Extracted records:
==============================
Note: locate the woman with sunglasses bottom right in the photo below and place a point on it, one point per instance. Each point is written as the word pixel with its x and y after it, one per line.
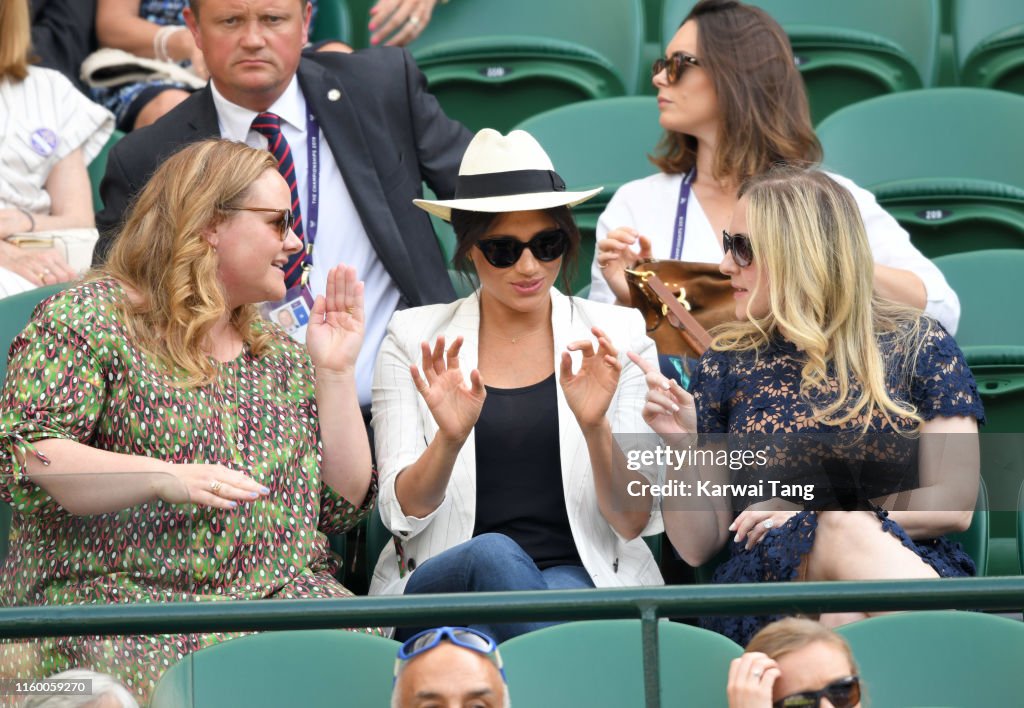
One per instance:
pixel 494 415
pixel 816 358
pixel 732 105
pixel 795 663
==============================
Repeat the data exactly, without the pictures.

Note: locate the woman with sunglasses bottom right in the photo below and place a point on it, one point per instance. Each point is written as the word pixel with its x and y after it, one per line.
One per instance:
pixel 494 415
pixel 816 358
pixel 732 105
pixel 795 663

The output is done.